** BEGIN Document **

What Kinds of Anti-Asian Discrimination Are Politically Correct?

Roger CleggUncategorized

On November 25, the New York Times ran an op-ed by Yascha Mounk, who teaches expository writing at Harvard, about his school’s policy of discriminating against Asian Americans in admissions and, in particular, the policy’s historical parallels with Harvard’s anti-Jewish quotas of yesteryear.  All good stuff, and it’s good that the Times ran it.

The only off-note is two or three paragraphs that defend Harvard’s policy of giving racial preferences to African Americans and Latinos in order to achieve a “critical mass” of them.  That kind of discrimination is okay, says Mr. Mounk, but giving whites a preference over Asian Americans is not.

Really?  If you have a quota-floor for African Americans and Latinos, then you have a quota-ceiling for Asian Americans and whites.  But, as we have seen, Mr. Mounk doesn’t like quota-ceilings for Asian Americans.  So Mr. Mounk must be arguing either (a) that it’s okay to have a quota-ceiling for Asian Americans vis-à-vis nonwhites but not vis-à-vis whites, or else (b) he thinks that the quota-floor for African Americans and Latinos should be entirely at the expense of whites, and never at the expense of Asian Americans.  That is, either it’s okay to discriminate against Asian Americans in favor of African Americans and Latinos but not in favor of whites, or else it’s okay to discriminate in favor of African Americans and Latinos against whites but not against Asian Americans.

** END Document **
** BEGIN Provided information **

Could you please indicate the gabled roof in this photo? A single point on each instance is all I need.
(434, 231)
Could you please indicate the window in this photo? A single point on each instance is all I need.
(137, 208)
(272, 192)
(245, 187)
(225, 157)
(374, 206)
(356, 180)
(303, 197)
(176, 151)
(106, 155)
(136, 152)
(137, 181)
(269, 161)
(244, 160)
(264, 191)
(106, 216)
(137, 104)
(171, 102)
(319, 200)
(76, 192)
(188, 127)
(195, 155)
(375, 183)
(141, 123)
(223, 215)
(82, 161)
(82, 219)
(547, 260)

** END Provided information **

▶ Stated goal A
In the article on anti-Asian discrimination, what subject does Yascha Mounk teach at Harvard?
▶ Stated goal B
Carry the article on anti-Asian discrimination forward from its last sentence.
Nothing in the listing matters here.

▶ Written reply A
Expository writing.

▶ Written reply B
Now, can either (a) or (b) be justified?  The first hinges on their being something particularly unobjectionable about discrimination in favor of any “underrepresented” minority group, and the latter on there being something particularly unobjectionable about anti-white discrimination.

I don’t think that Mr. Mounk is arguing (b), and I don’t think that there’s anything in the Supreme Court’s “diversity” caselaw to support (b) either.  So we are left with (a).

But wait:  If it is okay to give any “underrepresented” group a preference over any “overrepresented” group, then why shouldn’t it be permissible to discriminate against Asian Americans in favor of whites?  After all, Asian Americans are much more “overrepresented” at Harvard than whites are.  In fact, of the four groups we have been talking about — whites, African Americans, Latinos, and Asian Americans — only whites are significantly “underrepresented” in comparison with the general population, according to Harvard’s own numbers.  And this is without drilling down further:  Surely there are some white subgroups (Eastern European non-Jews, for example) who are outnumbered even in absolute terms by some Asian subgroups (Chinese Americans, for example).

The best approach, though, is to say it’s all spinach (discrimination), and to hell with it.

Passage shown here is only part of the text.